## BEGIN

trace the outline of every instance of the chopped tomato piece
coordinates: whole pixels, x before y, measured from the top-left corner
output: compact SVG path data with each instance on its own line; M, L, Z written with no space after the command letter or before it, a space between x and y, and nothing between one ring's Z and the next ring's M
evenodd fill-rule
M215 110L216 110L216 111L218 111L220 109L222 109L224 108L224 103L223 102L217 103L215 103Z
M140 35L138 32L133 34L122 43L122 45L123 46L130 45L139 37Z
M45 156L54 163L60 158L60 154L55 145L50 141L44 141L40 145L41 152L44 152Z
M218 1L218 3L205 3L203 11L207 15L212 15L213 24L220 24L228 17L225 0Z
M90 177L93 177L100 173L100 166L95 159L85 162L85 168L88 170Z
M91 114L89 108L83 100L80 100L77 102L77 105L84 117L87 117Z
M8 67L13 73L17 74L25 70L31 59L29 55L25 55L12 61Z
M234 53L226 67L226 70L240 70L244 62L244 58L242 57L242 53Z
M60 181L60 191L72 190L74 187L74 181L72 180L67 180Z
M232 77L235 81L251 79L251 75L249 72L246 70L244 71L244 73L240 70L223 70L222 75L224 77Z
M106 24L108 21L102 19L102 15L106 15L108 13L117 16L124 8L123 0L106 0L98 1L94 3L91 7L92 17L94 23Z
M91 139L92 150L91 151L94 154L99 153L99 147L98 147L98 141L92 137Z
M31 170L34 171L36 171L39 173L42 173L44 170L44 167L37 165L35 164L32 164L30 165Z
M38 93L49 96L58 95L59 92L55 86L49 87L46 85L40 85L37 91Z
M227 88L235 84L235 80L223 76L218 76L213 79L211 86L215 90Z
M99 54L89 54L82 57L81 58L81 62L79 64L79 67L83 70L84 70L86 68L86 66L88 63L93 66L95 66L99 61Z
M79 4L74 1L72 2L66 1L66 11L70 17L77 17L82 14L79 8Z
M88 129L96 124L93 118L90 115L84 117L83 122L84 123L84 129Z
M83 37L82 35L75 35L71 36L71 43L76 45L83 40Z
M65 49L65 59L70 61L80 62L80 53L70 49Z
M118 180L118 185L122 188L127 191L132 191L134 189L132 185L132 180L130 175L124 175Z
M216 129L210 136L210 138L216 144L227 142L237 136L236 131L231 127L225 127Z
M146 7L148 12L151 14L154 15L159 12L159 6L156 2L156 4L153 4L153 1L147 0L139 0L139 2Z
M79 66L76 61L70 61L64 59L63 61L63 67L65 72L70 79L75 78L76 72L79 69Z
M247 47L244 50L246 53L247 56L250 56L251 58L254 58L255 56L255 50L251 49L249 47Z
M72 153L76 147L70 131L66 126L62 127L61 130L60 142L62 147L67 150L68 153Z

## END

- What is needed
Return every line of the material above verbatim, without changing a single character.

- Answer for this exercise
trace the outline of every instance of the chopped tomato piece
coordinates: whole pixels, x before y, measured from the top-left corner
output: compact SVG path data with each instance on its own line; M, L, Z written with no space after the command letter or before it, a space between x and y, and nothing between one ring's Z and the next ring's M
evenodd fill-rule
M215 110L216 110L216 111L218 111L220 109L222 109L224 108L224 103L223 102L217 103L215 103Z
M140 35L138 32L133 34L122 43L122 45L123 46L130 45L139 37Z
M45 156L54 163L60 158L60 154L55 145L50 141L44 141L40 145L41 152L44 152Z
M218 1L218 3L205 3L203 11L207 15L212 15L213 24L220 24L228 17L225 0Z
M90 177L93 177L100 173L100 166L95 159L85 162L85 168L88 170Z
M91 114L89 108L83 100L80 100L77 102L77 105L84 117L87 117Z
M8 67L13 73L17 74L25 70L31 59L29 55L25 55L12 61Z
M234 53L226 67L226 70L240 70L244 62L244 58L242 57L242 53Z
M60 181L60 191L72 190L74 187L74 181L72 180L67 180Z
M232 77L235 81L251 79L251 75L249 72L246 70L244 71L244 73L240 70L223 70L222 75L224 77Z
M106 24L108 21L102 19L102 15L106 15L108 13L117 16L124 8L123 0L106 0L98 1L94 3L91 7L92 17L94 23Z
M91 139L92 150L91 151L94 154L99 153L99 147L98 147L98 141L92 137Z
M31 170L34 171L36 171L39 173L42 173L44 170L44 167L37 165L35 164L32 164L30 165Z
M38 93L49 96L58 95L59 92L55 86L49 87L46 85L40 85L37 91Z
M227 88L235 84L235 80L223 76L218 76L213 79L211 86L215 90Z
M99 54L89 54L82 57L81 58L81 62L79 64L79 67L83 70L84 70L86 68L86 66L88 63L93 66L95 66L99 61Z
M79 4L74 1L72 2L66 1L66 11L70 17L77 17L82 14L79 8Z
M88 129L96 124L93 118L90 115L84 117L83 122L84 123L84 129Z
M83 37L82 35L75 35L71 36L71 43L76 45L83 40Z
M65 49L65 59L70 61L80 62L80 53L70 49Z
M118 180L118 185L122 188L127 191L132 191L134 189L132 185L132 180L130 175L124 175Z
M216 129L210 136L210 138L216 144L227 142L237 136L236 131L231 127L225 127Z
M146 7L148 12L151 14L154 15L159 12L159 6L156 2L156 4L153 4L153 1L147 0L139 0L139 2Z
M79 66L76 61L70 61L64 59L63 61L63 67L65 72L70 79L75 78L76 72L79 69Z
M247 47L244 50L246 53L247 56L250 56L251 58L254 58L255 56L255 50L251 49L249 47Z
M72 153L76 147L70 131L66 126L62 127L61 130L60 142L62 147L67 150L68 153Z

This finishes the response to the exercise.